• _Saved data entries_
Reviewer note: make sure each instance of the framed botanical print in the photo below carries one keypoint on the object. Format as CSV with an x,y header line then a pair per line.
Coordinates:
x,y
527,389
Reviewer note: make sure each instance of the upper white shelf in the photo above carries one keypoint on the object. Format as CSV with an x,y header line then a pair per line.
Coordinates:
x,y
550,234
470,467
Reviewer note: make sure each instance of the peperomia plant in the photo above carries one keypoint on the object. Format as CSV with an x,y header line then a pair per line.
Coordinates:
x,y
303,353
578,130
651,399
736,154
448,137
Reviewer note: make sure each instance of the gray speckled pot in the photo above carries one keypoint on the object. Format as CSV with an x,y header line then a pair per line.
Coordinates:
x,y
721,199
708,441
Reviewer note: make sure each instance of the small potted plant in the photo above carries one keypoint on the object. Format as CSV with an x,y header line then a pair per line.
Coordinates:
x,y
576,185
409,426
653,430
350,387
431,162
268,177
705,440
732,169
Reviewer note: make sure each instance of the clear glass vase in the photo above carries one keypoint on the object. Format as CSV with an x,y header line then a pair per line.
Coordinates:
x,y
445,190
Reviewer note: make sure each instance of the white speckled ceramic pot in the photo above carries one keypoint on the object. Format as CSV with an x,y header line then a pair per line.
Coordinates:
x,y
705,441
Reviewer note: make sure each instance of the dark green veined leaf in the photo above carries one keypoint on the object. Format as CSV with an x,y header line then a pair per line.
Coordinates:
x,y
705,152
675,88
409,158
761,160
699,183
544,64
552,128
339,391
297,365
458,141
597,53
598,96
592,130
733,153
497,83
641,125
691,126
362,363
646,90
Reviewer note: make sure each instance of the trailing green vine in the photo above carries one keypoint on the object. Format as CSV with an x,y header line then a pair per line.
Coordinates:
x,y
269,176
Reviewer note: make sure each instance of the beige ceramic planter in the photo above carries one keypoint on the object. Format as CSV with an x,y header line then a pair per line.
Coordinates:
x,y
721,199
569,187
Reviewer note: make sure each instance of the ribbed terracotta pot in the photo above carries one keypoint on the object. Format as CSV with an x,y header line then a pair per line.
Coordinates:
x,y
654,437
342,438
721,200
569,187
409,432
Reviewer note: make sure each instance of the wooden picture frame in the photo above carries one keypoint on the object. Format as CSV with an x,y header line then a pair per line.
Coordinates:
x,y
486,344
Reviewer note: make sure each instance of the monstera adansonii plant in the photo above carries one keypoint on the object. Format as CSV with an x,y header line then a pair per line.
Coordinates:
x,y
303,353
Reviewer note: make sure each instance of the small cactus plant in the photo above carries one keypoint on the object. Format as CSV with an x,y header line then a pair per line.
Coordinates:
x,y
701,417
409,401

• _EXERCISE INSTRUCTIONS_
Substitute "barrel cactus plant" for "small cactus plant" in the data, starting at the line that contains "Reviewer note: make sure each instance of the small cactus" and ending at the end of the data. Give those lines again with nothing else changed.

• _ANSWER FOR THIS EXERCISE_
Reviewer note: make sure each instance of the barrel cactus plant in the photo above carries one keypoint on the object. Format as CSV with an x,y header line then a pair per line.
Coordinates:
x,y
701,417
409,401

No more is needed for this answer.